> BRANO SCELTO:

--------------------

Domenica 8 agosto alle ore 9.30 si
inaugura a Tenna, presso il Palazzetto polifunzionale, la mostra
«Paesaggi di guerra. L'immagine del Trentino alla fine della Prima
guerra mondiale | Alta Valsugana».
La mostra fotografica Paesaggi di guerra è un progetto della Rete
Trentino Grande Guerra che ha coinvolto collezionisti privati,
istituzioni, amministrazioni comunali e numerose associazioni
culturali locali in tutto il Trentino e oltre.
Le fotografie, accompagnate da pannelli con testi descrittivi e
testimonianze, raccontano lo scenario di distruzione che si
presentò ai trentini che tornavano dal fronte e dall'esilio nel
1919 (nella foto).

--------------------

> RIGHE DI DATI:
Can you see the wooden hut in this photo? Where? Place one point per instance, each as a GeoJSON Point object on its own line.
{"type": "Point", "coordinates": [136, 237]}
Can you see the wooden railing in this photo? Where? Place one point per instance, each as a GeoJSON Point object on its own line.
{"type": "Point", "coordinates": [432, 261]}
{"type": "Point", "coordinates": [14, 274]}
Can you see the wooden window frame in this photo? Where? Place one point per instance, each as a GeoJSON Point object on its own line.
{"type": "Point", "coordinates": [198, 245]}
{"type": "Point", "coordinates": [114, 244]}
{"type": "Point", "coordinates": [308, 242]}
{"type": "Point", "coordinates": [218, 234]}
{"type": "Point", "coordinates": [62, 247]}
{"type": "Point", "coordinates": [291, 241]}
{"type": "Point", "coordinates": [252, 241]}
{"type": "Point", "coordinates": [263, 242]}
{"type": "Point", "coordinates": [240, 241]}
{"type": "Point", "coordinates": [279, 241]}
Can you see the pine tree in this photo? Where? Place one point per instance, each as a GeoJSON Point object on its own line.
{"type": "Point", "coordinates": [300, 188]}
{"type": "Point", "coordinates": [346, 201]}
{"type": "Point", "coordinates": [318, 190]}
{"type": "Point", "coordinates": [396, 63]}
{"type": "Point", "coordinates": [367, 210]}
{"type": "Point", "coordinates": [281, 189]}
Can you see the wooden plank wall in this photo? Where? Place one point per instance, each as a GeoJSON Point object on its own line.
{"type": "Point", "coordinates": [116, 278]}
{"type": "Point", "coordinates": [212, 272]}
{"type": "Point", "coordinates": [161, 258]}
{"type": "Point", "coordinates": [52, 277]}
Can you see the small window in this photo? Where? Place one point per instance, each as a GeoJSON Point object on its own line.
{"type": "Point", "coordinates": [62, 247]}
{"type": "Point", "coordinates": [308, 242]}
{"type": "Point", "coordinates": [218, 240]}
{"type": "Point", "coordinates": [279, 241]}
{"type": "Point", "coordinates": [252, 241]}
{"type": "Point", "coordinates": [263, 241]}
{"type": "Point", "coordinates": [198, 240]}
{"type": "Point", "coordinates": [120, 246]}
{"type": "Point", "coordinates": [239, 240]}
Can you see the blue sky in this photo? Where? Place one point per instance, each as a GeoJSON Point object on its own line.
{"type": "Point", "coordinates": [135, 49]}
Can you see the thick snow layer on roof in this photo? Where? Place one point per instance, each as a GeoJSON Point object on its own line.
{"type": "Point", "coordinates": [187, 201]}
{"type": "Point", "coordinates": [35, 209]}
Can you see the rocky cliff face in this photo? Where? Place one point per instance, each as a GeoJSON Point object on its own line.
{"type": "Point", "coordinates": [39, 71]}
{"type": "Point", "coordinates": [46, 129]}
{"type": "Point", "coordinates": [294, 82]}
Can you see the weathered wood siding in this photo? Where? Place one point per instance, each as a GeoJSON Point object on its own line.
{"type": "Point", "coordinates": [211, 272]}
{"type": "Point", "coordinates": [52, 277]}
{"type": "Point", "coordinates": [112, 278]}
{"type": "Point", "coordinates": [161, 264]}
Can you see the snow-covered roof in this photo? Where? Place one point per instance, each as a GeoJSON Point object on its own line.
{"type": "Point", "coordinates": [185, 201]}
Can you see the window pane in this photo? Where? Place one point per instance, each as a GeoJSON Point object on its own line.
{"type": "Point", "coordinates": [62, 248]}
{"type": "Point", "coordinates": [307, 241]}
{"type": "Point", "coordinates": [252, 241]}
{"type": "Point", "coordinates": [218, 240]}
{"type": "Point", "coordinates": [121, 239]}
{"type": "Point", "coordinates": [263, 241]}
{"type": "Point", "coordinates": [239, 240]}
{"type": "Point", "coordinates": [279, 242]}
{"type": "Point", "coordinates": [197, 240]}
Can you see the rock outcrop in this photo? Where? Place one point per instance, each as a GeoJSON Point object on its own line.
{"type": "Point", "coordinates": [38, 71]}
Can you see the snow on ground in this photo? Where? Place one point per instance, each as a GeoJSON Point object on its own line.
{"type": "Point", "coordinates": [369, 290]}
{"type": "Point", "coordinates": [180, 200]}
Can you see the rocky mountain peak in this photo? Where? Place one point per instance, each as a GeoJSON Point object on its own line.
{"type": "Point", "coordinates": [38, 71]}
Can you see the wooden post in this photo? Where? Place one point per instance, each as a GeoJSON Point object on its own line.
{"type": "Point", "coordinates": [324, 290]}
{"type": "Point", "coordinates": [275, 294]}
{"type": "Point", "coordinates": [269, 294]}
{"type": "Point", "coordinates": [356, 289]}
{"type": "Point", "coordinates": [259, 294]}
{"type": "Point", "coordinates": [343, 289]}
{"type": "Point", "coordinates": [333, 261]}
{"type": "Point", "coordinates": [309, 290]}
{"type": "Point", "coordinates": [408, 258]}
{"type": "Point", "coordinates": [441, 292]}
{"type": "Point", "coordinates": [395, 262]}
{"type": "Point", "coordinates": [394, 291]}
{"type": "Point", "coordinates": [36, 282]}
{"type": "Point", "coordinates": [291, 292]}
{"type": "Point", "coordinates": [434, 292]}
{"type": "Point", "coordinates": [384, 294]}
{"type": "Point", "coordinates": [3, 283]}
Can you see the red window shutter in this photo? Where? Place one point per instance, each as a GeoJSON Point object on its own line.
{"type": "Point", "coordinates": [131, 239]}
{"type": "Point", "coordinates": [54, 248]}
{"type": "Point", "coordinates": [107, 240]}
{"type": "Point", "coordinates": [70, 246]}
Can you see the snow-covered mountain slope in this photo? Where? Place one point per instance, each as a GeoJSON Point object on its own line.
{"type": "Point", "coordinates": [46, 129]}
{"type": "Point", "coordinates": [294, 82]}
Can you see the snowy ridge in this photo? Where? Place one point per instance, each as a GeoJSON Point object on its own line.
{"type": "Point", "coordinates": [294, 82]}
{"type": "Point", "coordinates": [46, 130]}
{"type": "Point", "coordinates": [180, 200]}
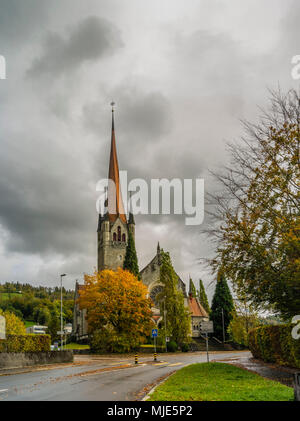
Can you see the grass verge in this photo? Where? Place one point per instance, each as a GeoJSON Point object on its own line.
{"type": "Point", "coordinates": [219, 382]}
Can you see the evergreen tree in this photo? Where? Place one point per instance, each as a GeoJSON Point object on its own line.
{"type": "Point", "coordinates": [222, 300]}
{"type": "Point", "coordinates": [178, 320]}
{"type": "Point", "coordinates": [131, 261]}
{"type": "Point", "coordinates": [203, 297]}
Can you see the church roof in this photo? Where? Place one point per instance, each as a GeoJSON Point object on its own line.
{"type": "Point", "coordinates": [196, 308]}
{"type": "Point", "coordinates": [115, 202]}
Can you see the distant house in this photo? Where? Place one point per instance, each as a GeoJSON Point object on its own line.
{"type": "Point", "coordinates": [198, 314]}
{"type": "Point", "coordinates": [37, 329]}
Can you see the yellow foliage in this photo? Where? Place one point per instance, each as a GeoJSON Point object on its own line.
{"type": "Point", "coordinates": [14, 325]}
{"type": "Point", "coordinates": [116, 304]}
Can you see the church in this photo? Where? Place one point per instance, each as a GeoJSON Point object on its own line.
{"type": "Point", "coordinates": [112, 236]}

--------------------

> CONSEGNA:
Riporta fedelmente la parte del testo sulla mostra fotografica che va da "Domenica 8 agosto" fino a "1919 (nella foto)." compreso.

> RISULTATO:
Domenica 8 agosto alle ore 9.30 si
inaugura a Tenna, presso il Palazzetto polifunzionale, la mostra
«Paesaggi di guerra. L'immagine del Trentino alla fine della Prima
guerra mondiale | Alta Valsugana».
La mostra fotografica Paesaggi di guerra è un progetto della Rete
Trentino Grande Guerra che ha coinvolto collezionisti privati,
istituzioni, amministrazioni comunali e numerose associazioni
culturali locali in tutto il Trentino e oltre.
Le fotografie, accompagnate da pannelli con testi descrittivi e
testimonianze, raccontano lo scenario di distruzione che si
presentò ai trentini che tornavano dal fronte e dall'esilio nel
1919 (nella foto).